• _Task instructions_: Write out each record exactly as given, but do not include the pictures.

** Raw data follows **

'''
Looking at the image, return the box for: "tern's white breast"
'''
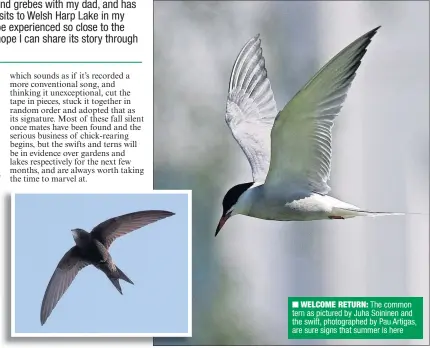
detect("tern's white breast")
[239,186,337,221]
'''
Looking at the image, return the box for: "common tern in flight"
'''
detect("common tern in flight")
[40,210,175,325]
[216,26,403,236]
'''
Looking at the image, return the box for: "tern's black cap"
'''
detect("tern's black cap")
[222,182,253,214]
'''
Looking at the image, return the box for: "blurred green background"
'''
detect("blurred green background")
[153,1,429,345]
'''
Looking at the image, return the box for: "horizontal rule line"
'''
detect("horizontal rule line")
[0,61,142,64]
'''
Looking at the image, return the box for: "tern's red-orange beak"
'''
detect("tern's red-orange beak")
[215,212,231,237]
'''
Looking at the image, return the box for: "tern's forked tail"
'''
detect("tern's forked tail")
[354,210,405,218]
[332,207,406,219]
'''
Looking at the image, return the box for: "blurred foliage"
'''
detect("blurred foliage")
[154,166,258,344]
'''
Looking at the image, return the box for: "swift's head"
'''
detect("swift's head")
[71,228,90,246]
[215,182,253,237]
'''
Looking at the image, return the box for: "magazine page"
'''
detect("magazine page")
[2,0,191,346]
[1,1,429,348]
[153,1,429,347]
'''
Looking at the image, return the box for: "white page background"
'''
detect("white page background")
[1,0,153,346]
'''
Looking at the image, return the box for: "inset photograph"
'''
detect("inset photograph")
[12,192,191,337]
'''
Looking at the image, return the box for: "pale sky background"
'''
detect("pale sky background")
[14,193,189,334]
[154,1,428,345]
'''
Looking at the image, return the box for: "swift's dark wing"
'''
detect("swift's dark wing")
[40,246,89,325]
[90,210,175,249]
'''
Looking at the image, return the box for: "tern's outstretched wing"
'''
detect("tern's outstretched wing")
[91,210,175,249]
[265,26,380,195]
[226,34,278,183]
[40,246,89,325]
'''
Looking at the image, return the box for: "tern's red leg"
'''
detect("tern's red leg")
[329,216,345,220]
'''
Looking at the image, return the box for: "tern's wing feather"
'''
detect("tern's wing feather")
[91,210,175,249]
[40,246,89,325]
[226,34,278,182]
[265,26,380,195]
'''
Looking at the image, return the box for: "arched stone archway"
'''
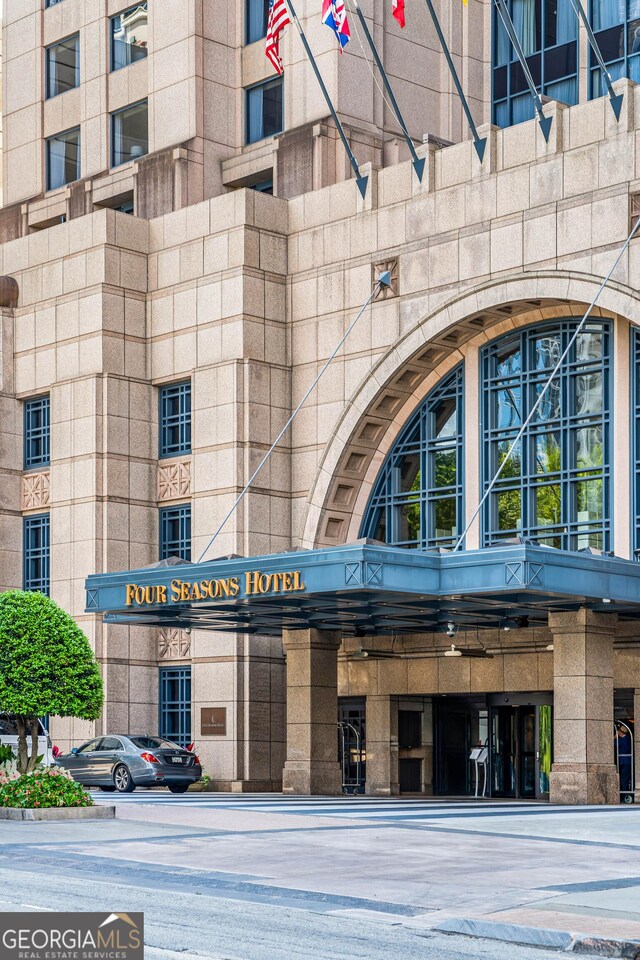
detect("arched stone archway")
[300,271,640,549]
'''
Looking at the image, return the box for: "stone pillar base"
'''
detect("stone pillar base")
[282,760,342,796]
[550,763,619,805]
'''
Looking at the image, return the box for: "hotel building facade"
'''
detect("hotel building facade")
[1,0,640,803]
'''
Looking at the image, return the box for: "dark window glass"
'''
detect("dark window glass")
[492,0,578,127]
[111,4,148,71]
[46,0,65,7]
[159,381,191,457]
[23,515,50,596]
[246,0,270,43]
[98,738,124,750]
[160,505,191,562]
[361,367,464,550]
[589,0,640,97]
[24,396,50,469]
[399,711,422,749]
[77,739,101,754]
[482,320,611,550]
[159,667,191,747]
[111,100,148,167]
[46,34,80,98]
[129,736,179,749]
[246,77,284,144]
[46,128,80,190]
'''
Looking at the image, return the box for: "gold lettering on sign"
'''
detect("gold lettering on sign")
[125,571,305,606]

** End of Raw data **

• _Exercise response_:
'''
Looking at the image, return the box for: "tern's white breast"
'''
detect("tern's white breast")
[239,186,337,221]
'''
Looking at the image, return the box for: "common tern in flight"
'''
detect("common tern in flight")
[40,210,175,325]
[216,26,403,236]
'''
Looking at the image, return the box for: "tern's black cap"
'''
detect("tern's black cap")
[222,182,253,214]
'''
Looking at the image, return the box for: "blurred green background"
'''
detect("blurred green background")
[153,1,429,345]
'''
Looking at the image, return the box for: "horizontal rule line"
'''
detect("horizontal rule line")
[0,61,142,64]
'''
Looking at the image, return the box for: "tern's red-orange beak"
'''
detect("tern's red-orange beak")
[215,212,231,237]
'''
Looking at the image, return the box for: "tern's forked tail"
'''
detect("tern's forked tail")
[354,210,405,218]
[332,207,406,219]
'''
Looking at the image, return the box for: "blurred foliage"
'''
detect("blurred foliage")
[154,166,258,344]
'''
Looking at the image, return the box for: "swift's head"
'''
detect("swift's head")
[71,228,90,246]
[215,182,253,237]
'''
Looking at the image, return the box for: "magazine page"
'''
detect("magazine page")
[2,0,191,346]
[1,1,429,348]
[153,1,429,347]
'''
Looking at the image, return the box for: "white page background"
'''
detect("white page background")
[1,0,153,346]
'''
Looking at the image, return the box for: "inset photograph"
'''
detect("inset photograph")
[12,192,191,337]
'''
Looking at the image, return the box for: "pale sky background"
'''
detect("pale sky background")
[14,193,189,334]
[154,1,428,345]
'''
Looking at the image, return the box for: "swift's dark wing"
'''
detect("swift's dark wing")
[40,246,89,325]
[90,210,175,249]
'''
Looking at the image, return the box for: "tern's outstretched wing"
'''
detect("tern's outstretched wing")
[91,210,175,249]
[265,26,380,195]
[226,34,278,183]
[40,246,89,325]
'''
Looking at the image, return the box for: "tern's red leg"
'''
detect("tern's red leg")
[329,216,345,220]
'''
Looking at the image, return the box for: "tern's wing feather"
'''
detect("tern's wing feather")
[91,210,175,249]
[40,246,89,325]
[226,34,278,182]
[265,26,380,195]
'''
Looking at the image, return the box for: "arched stone archway"
'''
detect("arched stone archway")
[300,271,640,549]
'''
Looking at the image, return the box for: "stone pillar base"
'''
detect("stone pillar base")
[282,760,342,796]
[550,763,619,805]
'''
Looking at the image, return the box for: "hotel building facade"
'''
detect("hotel building facade")
[1,0,640,803]
'''
Looking at the image, return the box for: "dark window glass"
'''
detect("dark window glass")
[492,0,578,127]
[111,4,148,71]
[46,0,65,7]
[159,381,191,457]
[23,515,50,596]
[246,0,270,43]
[98,738,124,750]
[160,505,191,562]
[361,367,464,550]
[589,0,640,97]
[24,396,50,469]
[399,711,422,749]
[77,739,101,754]
[482,320,611,550]
[159,667,191,747]
[111,100,148,167]
[46,34,80,98]
[129,736,179,749]
[246,77,284,144]
[46,128,80,190]
'''
Looking at the image, return the box for: "gold lettering on sign"
'''
detect("gold lettering on sign")
[125,571,305,606]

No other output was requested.